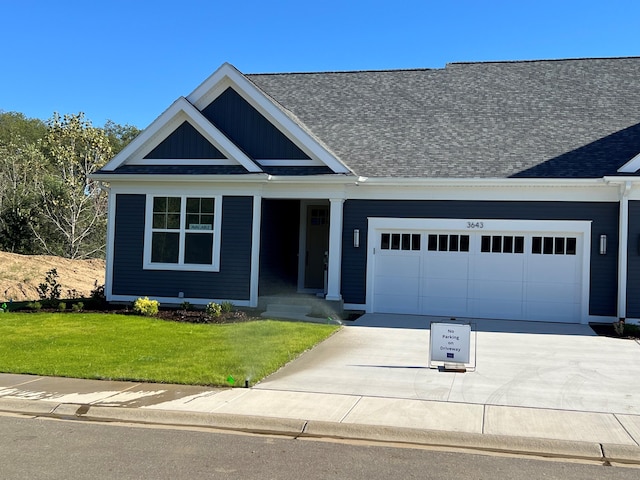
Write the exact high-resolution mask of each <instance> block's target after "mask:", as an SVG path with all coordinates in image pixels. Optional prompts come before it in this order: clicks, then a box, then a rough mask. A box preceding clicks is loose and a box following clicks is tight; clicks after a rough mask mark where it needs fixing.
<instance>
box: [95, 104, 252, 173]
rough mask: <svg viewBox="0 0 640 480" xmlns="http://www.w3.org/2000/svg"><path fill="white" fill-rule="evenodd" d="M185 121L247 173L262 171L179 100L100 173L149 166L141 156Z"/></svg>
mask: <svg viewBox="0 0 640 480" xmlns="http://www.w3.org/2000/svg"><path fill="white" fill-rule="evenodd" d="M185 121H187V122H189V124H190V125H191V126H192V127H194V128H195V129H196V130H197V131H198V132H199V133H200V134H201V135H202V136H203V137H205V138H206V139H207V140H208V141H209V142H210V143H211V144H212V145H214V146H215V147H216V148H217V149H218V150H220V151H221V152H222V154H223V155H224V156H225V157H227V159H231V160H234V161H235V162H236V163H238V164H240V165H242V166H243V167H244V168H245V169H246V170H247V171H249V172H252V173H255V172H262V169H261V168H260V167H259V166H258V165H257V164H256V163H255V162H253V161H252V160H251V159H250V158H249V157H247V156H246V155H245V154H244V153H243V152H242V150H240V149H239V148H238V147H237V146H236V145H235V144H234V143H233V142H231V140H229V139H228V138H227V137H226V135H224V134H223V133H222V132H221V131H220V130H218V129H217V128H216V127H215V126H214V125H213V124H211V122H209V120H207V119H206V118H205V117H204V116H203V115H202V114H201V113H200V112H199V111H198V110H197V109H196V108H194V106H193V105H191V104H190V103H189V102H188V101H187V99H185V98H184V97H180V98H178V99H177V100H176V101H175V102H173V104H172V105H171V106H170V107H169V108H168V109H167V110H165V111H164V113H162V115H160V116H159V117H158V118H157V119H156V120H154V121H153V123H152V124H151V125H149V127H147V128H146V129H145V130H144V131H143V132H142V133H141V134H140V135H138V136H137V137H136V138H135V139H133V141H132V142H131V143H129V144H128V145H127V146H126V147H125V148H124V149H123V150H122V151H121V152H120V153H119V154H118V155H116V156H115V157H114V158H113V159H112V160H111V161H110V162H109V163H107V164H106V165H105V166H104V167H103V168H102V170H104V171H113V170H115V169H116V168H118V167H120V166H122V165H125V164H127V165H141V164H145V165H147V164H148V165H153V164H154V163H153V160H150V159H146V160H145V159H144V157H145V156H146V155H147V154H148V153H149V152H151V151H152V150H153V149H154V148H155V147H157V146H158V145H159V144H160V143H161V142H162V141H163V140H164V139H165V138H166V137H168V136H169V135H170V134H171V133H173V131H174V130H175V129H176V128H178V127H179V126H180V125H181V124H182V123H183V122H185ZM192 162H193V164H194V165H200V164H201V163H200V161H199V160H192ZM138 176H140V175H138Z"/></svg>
=-=-=-=-=
Print out all the material word for word but exclude any images.

▶ Solution:
Write the exact high-resolution mask of each <instance> block's target after "mask:", as an SVG path with all coordinates in image pixels. Optional prompts come before it in this order: clicks, then a box, then a rough mask. A box preceding clicks is loose and a box following clicks is tight; clicks after a rough mask mark where it needs fixing.
<instance>
box: [95, 104, 252, 173]
rough mask: <svg viewBox="0 0 640 480" xmlns="http://www.w3.org/2000/svg"><path fill="white" fill-rule="evenodd" d="M185 121L247 173L262 171L179 100L100 173L149 166L141 156Z"/></svg>
mask: <svg viewBox="0 0 640 480" xmlns="http://www.w3.org/2000/svg"><path fill="white" fill-rule="evenodd" d="M185 121H187V122H189V124H190V125H191V126H192V127H194V128H195V129H196V130H197V131H198V132H199V133H200V134H201V135H202V136H203V137H205V138H206V139H207V140H208V141H209V142H210V143H211V144H212V145H214V146H215V147H216V148H217V149H218V150H220V151H221V152H222V154H223V155H224V156H225V157H227V159H231V160H234V161H235V162H236V163H238V164H240V165H242V166H243V167H244V168H245V169H246V170H247V171H249V172H252V173H255V172H262V169H261V168H260V167H259V166H258V165H257V164H256V163H255V162H253V161H252V160H251V159H250V158H249V157H247V156H246V155H245V154H244V153H243V152H242V150H240V149H239V148H238V147H237V146H236V145H235V144H234V143H233V142H231V140H229V139H228V138H227V137H226V135H224V134H223V133H222V132H221V131H220V130H218V129H217V128H216V127H215V126H214V125H213V124H211V122H209V120H207V119H206V118H205V117H204V116H203V115H202V114H201V113H200V112H199V111H198V110H197V109H196V108H194V106H193V105H191V104H190V103H189V102H188V101H187V99H185V98H184V97H180V98H178V99H177V100H176V101H175V102H173V104H172V105H171V106H170V107H169V108H168V109H167V110H165V111H164V113H162V115H160V116H159V117H158V118H157V119H156V120H154V121H153V123H152V124H151V125H149V127H147V128H146V129H145V130H144V131H143V132H142V133H141V134H140V135H138V136H137V137H136V138H135V139H133V141H132V142H131V143H129V144H128V145H127V146H126V147H125V148H124V149H123V150H122V151H121V152H120V153H119V154H118V155H116V156H115V157H114V158H113V159H112V160H111V161H110V162H109V163H107V164H106V165H105V166H104V167H103V168H102V170H104V171H113V170H115V169H116V168H118V167H120V166H122V165H125V164H127V165H141V164H145V165H147V164H148V165H153V164H154V163H153V160H150V159H146V160H145V159H144V157H145V156H146V155H147V154H148V153H149V152H151V151H152V150H153V149H154V148H155V147H157V146H158V145H159V144H160V143H161V142H162V141H163V140H164V139H165V138H166V137H168V136H169V135H170V134H171V133H173V131H174V130H175V129H176V128H178V127H179V126H180V125H181V124H182V123H183V122H185ZM192 162H193V164H194V165H200V164H201V163H200V161H199V160H192ZM138 176H140V175H138Z"/></svg>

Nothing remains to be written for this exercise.